**Short task:** In the lines below, swap every "carries one keypoint" for "is marked with a single keypoint" and change nothing else. Leave the pictures out of your answer.

Begin Records shown

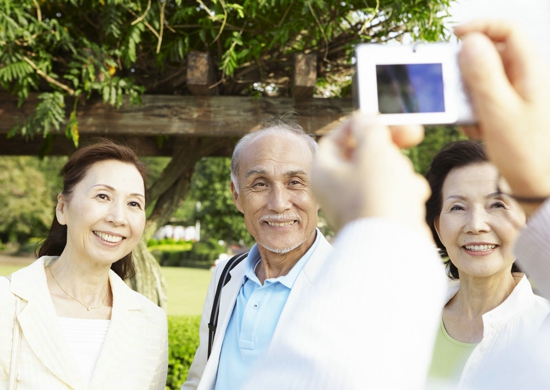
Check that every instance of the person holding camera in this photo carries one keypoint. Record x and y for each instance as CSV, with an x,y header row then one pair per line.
x,y
373,321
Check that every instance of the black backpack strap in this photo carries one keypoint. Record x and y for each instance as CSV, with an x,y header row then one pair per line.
x,y
225,277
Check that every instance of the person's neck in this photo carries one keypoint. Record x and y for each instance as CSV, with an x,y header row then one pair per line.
x,y
274,265
478,296
463,314
85,282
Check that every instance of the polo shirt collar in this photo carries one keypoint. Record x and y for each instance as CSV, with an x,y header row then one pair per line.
x,y
253,259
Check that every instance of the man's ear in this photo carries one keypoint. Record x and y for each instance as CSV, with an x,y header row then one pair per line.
x,y
436,226
61,209
236,198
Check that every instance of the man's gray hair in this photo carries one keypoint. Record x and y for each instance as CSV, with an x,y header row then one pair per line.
x,y
270,126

End Records shown

**Response to the exercise:**
Check that every instance of the person holding camera in this photo is marked with a single keypoint. Record x and y for each instance as CSV, with an x,y header row then one pair per line.
x,y
373,321
Check that every instance of the black backpack strap in this photo is marked with a single keypoint. Record x and y for each instance as CSV, with an x,y header row then one pair per line.
x,y
225,277
Check that every instance of the person's neck in this photo is marked with a single keypoint. Record x and y for each instance as CSV, with an x,y header row then one pair per line.
x,y
274,265
478,296
463,314
85,282
Check that every instance of the polo shirt collar in this photo is marked with a single keypoint. Record x and y for each instance as CSV, with an x,y header row then one pair per line.
x,y
253,259
Check that every instance of the man's ear in this photo is marked with a single keypoint. Record x and y for each instance as CSV, with an x,y header row then one pair per line.
x,y
436,226
61,209
236,198
Check that every instance of the man's gray hair in this photo is marked with a single keypoint. Record x and y for each instance as CSV, with an x,y header row then one pair per line.
x,y
270,126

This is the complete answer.